───── Data provided ─────

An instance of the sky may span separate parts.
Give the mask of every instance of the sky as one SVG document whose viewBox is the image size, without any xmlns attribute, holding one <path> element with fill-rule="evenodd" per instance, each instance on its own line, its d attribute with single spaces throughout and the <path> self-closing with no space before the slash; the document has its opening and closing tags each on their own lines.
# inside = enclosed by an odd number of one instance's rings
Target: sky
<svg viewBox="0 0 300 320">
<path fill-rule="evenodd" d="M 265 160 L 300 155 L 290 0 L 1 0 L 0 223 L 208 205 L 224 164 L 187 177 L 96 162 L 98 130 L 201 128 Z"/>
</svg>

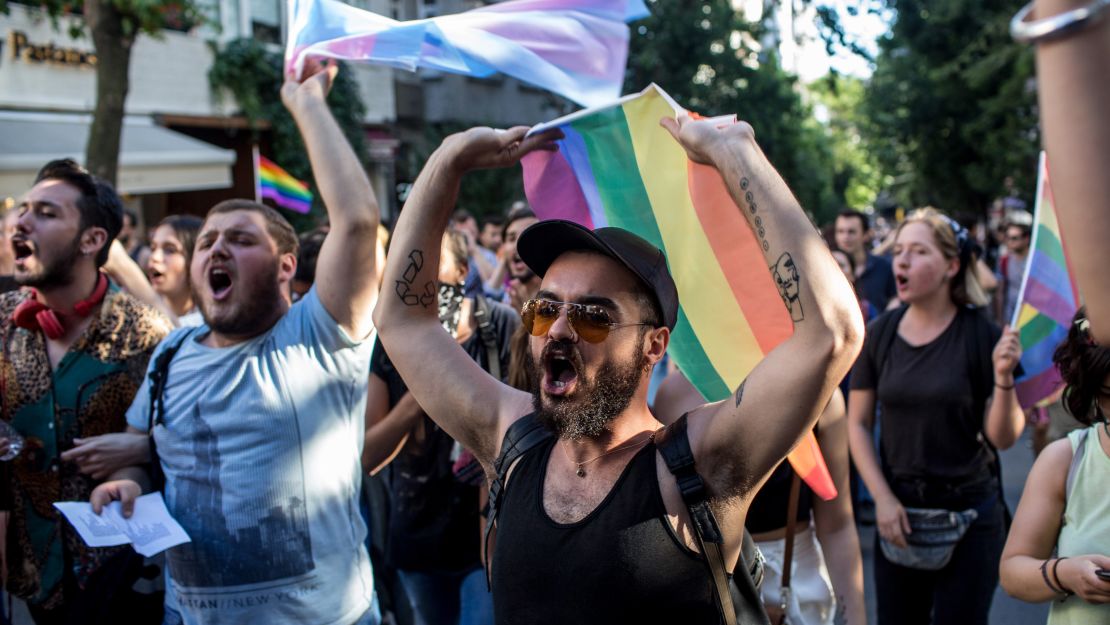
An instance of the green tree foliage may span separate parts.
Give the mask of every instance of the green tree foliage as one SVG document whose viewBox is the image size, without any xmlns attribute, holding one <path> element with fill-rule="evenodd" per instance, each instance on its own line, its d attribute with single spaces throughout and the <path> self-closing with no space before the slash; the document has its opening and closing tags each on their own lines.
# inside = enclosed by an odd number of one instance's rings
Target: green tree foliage
<svg viewBox="0 0 1110 625">
<path fill-rule="evenodd" d="M 863 126 L 906 206 L 982 212 L 1014 176 L 1031 199 L 1039 145 L 1032 51 L 1007 25 L 1024 0 L 884 0 Z"/>
<path fill-rule="evenodd" d="M 632 24 L 625 92 L 654 82 L 703 115 L 736 113 L 755 129 L 767 157 L 818 223 L 844 203 L 833 185 L 826 130 L 774 54 L 746 42 L 760 28 L 730 0 L 647 0 L 651 17 Z"/>
<path fill-rule="evenodd" d="M 833 155 L 833 192 L 849 208 L 874 205 L 879 191 L 890 185 L 867 141 L 863 98 L 866 83 L 856 77 L 829 74 L 809 85 L 809 93 L 828 116 Z"/>
<path fill-rule="evenodd" d="M 203 21 L 199 6 L 193 0 L 24 0 L 21 4 L 43 9 L 55 27 L 62 15 L 83 17 L 70 35 L 76 38 L 87 29 L 97 56 L 96 106 L 85 167 L 114 184 L 135 38 L 140 33 L 157 37 L 167 28 L 188 30 Z M 0 0 L 0 13 L 7 12 L 8 0 Z"/>
<path fill-rule="evenodd" d="M 320 202 L 320 194 L 312 176 L 308 152 L 297 130 L 297 124 L 281 103 L 282 75 L 281 54 L 267 49 L 252 38 L 236 39 L 222 50 L 216 51 L 215 61 L 208 71 L 213 91 L 230 93 L 239 105 L 242 115 L 253 124 L 270 124 L 271 152 L 266 157 L 280 165 L 292 176 L 309 183 L 314 200 L 307 215 L 284 211 L 285 216 L 298 231 L 311 229 L 327 219 L 327 212 Z M 346 66 L 341 66 L 328 94 L 328 106 L 339 122 L 340 128 L 355 154 L 368 164 L 366 136 L 362 120 L 366 107 L 358 94 L 358 85 Z"/>
</svg>

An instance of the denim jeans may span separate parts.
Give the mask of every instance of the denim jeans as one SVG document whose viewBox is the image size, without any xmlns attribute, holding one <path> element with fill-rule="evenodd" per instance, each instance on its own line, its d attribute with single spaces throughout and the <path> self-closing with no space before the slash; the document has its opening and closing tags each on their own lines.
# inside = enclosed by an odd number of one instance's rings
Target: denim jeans
<svg viewBox="0 0 1110 625">
<path fill-rule="evenodd" d="M 493 625 L 493 595 L 477 566 L 457 573 L 398 570 L 416 625 Z"/>
<path fill-rule="evenodd" d="M 883 556 L 875 534 L 879 625 L 987 625 L 1006 540 L 1003 510 L 985 510 L 939 571 L 898 566 Z"/>
</svg>

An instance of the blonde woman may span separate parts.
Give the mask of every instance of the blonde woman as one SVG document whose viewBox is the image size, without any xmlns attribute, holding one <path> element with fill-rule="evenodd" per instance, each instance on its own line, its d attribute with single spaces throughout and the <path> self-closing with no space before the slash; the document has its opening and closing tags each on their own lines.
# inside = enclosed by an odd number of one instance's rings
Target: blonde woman
<svg viewBox="0 0 1110 625">
<path fill-rule="evenodd" d="M 899 226 L 905 305 L 868 324 L 852 371 L 849 441 L 875 498 L 880 624 L 986 625 L 998 584 L 1006 512 L 995 449 L 1025 425 L 1013 375 L 1021 346 L 979 310 L 987 298 L 968 270 L 971 249 L 967 231 L 935 209 Z"/>
</svg>

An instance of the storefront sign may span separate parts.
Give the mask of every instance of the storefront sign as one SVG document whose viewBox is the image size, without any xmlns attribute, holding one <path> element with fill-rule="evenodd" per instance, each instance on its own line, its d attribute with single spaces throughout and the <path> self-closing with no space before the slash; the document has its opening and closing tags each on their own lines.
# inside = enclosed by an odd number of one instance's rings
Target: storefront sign
<svg viewBox="0 0 1110 625">
<path fill-rule="evenodd" d="M 5 43 L 7 50 L 4 49 Z M 50 63 L 67 67 L 95 67 L 96 53 L 76 48 L 63 48 L 53 41 L 45 44 L 34 43 L 21 30 L 8 32 L 7 41 L 0 41 L 0 58 L 7 56 L 12 61 L 25 63 Z"/>
</svg>

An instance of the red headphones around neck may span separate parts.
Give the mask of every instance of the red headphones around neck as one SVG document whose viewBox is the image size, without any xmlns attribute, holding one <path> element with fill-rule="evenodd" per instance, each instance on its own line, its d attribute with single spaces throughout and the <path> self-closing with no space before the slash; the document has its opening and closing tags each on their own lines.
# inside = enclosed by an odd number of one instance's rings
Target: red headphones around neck
<svg viewBox="0 0 1110 625">
<path fill-rule="evenodd" d="M 102 273 L 96 281 L 96 288 L 92 295 L 73 305 L 73 314 L 88 317 L 92 311 L 104 301 L 104 294 L 108 292 L 108 277 Z M 38 291 L 31 289 L 31 298 L 16 306 L 12 313 L 12 321 L 20 328 L 35 331 L 42 330 L 47 338 L 57 340 L 65 336 L 66 327 L 57 311 L 38 301 Z"/>
</svg>

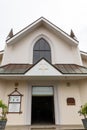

─────

Instructions to follow.
Would you reproduce each line of the material exactly, omitting the images?

Answer space.
An instance of the sky may span separate parts.
Give the mask of every instance of the sky as one SVG document whose viewBox is the image size, without any xmlns attribute, holding one <path> element with fill-rule="evenodd" per instance, each instance on its own line, its d attribute with single spaces throughout and the <path> self-closing with no space before the slash; the document has its opening and closing tags each on their own lines.
# inside = enclosed by an odd number of one instance's rings
Target: sky
<svg viewBox="0 0 300 320">
<path fill-rule="evenodd" d="M 265 160 L 300 155 L 290 0 L 1 0 L 0 223 L 208 205 L 224 164 L 187 177 L 96 162 L 98 130 L 201 128 Z"/>
</svg>

An instance of the green tree foliage may span separate parts.
Give the mask of every instance of the green tree foliage as one SVG document whose viewBox is the image size, without any xmlns attribute, holding one <path> element with fill-rule="evenodd" per instance, each instance on its own line, its d attribute with single spaces throughout and the <path> self-closing with no space before the slash; the document has its opening and closing tags each on their own lines.
# inside = enclosed by an odd number of one instance's rings
Target: green tree foliage
<svg viewBox="0 0 1110 625">
<path fill-rule="evenodd" d="M 863 126 L 906 206 L 982 212 L 1014 176 L 1031 199 L 1039 145 L 1032 51 L 1007 25 L 1024 0 L 884 0 Z"/>
<path fill-rule="evenodd" d="M 632 24 L 625 92 L 654 82 L 703 115 L 736 113 L 755 129 L 767 157 L 818 223 L 844 203 L 833 185 L 826 130 L 774 54 L 746 42 L 760 28 L 730 0 L 647 0 L 651 17 Z"/>
<path fill-rule="evenodd" d="M 833 155 L 833 192 L 849 208 L 874 205 L 879 191 L 890 185 L 867 141 L 863 98 L 866 83 L 856 77 L 829 74 L 809 85 L 809 93 L 828 116 Z"/>
<path fill-rule="evenodd" d="M 203 21 L 199 6 L 193 0 L 24 0 L 21 4 L 43 9 L 55 27 L 62 15 L 83 17 L 70 35 L 76 38 L 87 29 L 97 56 L 96 106 L 85 167 L 114 184 L 135 38 L 140 33 L 157 37 L 167 28 L 188 30 Z M 0 0 L 0 13 L 7 12 L 8 0 Z"/>
<path fill-rule="evenodd" d="M 320 202 L 320 194 L 312 176 L 308 152 L 297 130 L 297 124 L 281 103 L 282 75 L 281 54 L 267 49 L 252 38 L 236 39 L 222 50 L 216 51 L 215 61 L 208 71 L 213 91 L 230 93 L 239 105 L 242 115 L 253 124 L 270 124 L 271 152 L 266 157 L 280 165 L 292 176 L 309 183 L 314 200 L 307 215 L 284 211 L 285 216 L 298 231 L 311 229 L 327 219 L 327 212 Z M 346 66 L 341 66 L 328 94 L 328 106 L 339 122 L 340 128 L 355 154 L 368 164 L 366 136 L 362 120 L 366 107 L 358 94 L 358 85 Z"/>
</svg>

An instance of the denim jeans may span separate parts.
Give the mask of every instance of the denim jeans as one SVG document whose viewBox is the image size, without any xmlns attribute, holding one <path> element with fill-rule="evenodd" per instance, each instance on its own line, its d attribute with single spaces throughout and the <path> self-closing with no space before the slash; the document has its opening and closing tags each on their own lines.
# inside = enclosed by an odd number of one instance's rings
Target: denim jeans
<svg viewBox="0 0 1110 625">
<path fill-rule="evenodd" d="M 493 625 L 493 595 L 477 566 L 457 573 L 398 570 L 416 625 Z"/>
<path fill-rule="evenodd" d="M 883 556 L 875 534 L 879 625 L 987 625 L 1006 540 L 1003 510 L 985 510 L 939 571 L 898 566 Z"/>
</svg>

An instance of the blonde woman may span separate parts.
Give the mask of every instance of the blonde woman as one SVG document whose viewBox is the image size, without any xmlns attribute, holding one <path> element with fill-rule="evenodd" per instance, each instance on its own line, its d attribute with single spaces throughout and the <path> self-closing with no space before the slash; the document has its opening and closing tags each on their own lines.
# inside = enclosed by an odd number of one instance's rings
Target: blonde woman
<svg viewBox="0 0 1110 625">
<path fill-rule="evenodd" d="M 899 226 L 905 305 L 868 324 L 852 371 L 849 441 L 875 498 L 880 624 L 986 625 L 998 584 L 1006 512 L 995 449 L 1025 425 L 1013 375 L 1021 346 L 979 310 L 987 298 L 968 270 L 971 249 L 967 231 L 935 209 Z"/>
</svg>

An instance of the storefront sign may span separate parts.
Give the mask of every instance of the storefront sign as one SVG document whose viewBox is the image size, without any xmlns attribute, holding one <path> element with fill-rule="evenodd" per instance, each instance on its own line, its d attribute with single spaces throughout and the <path> self-closing with no space before the slash; the document has its opening and closing tags each on their own lines.
# inside = enclosed by an odd number of one instance's rings
Target: storefront sign
<svg viewBox="0 0 1110 625">
<path fill-rule="evenodd" d="M 5 43 L 7 50 L 4 49 Z M 50 63 L 67 67 L 95 67 L 96 53 L 76 48 L 63 48 L 53 41 L 45 44 L 34 43 L 21 30 L 8 32 L 7 41 L 0 41 L 0 58 L 7 56 L 12 61 L 25 63 Z"/>
</svg>

An instance of the red headphones around neck may span separate parts.
Give the mask of every instance of the red headphones around neck as one SVG document whose viewBox is the image size, without any xmlns attribute, holding one <path> element with fill-rule="evenodd" per instance, each instance on its own line, its d attribute with single spaces throughout and the <path> self-closing with no space before the slash; the document has its opening and closing tags each on their own lines.
# inside = enclosed by an odd number of one instance's rings
Target: red headphones around neck
<svg viewBox="0 0 1110 625">
<path fill-rule="evenodd" d="M 102 273 L 96 281 L 96 288 L 92 295 L 73 305 L 73 314 L 88 317 L 92 311 L 104 301 L 104 294 L 108 292 L 108 277 Z M 38 291 L 31 289 L 31 298 L 16 306 L 12 313 L 12 321 L 20 328 L 35 331 L 42 330 L 47 338 L 57 340 L 65 336 L 66 327 L 57 311 L 38 301 Z"/>
</svg>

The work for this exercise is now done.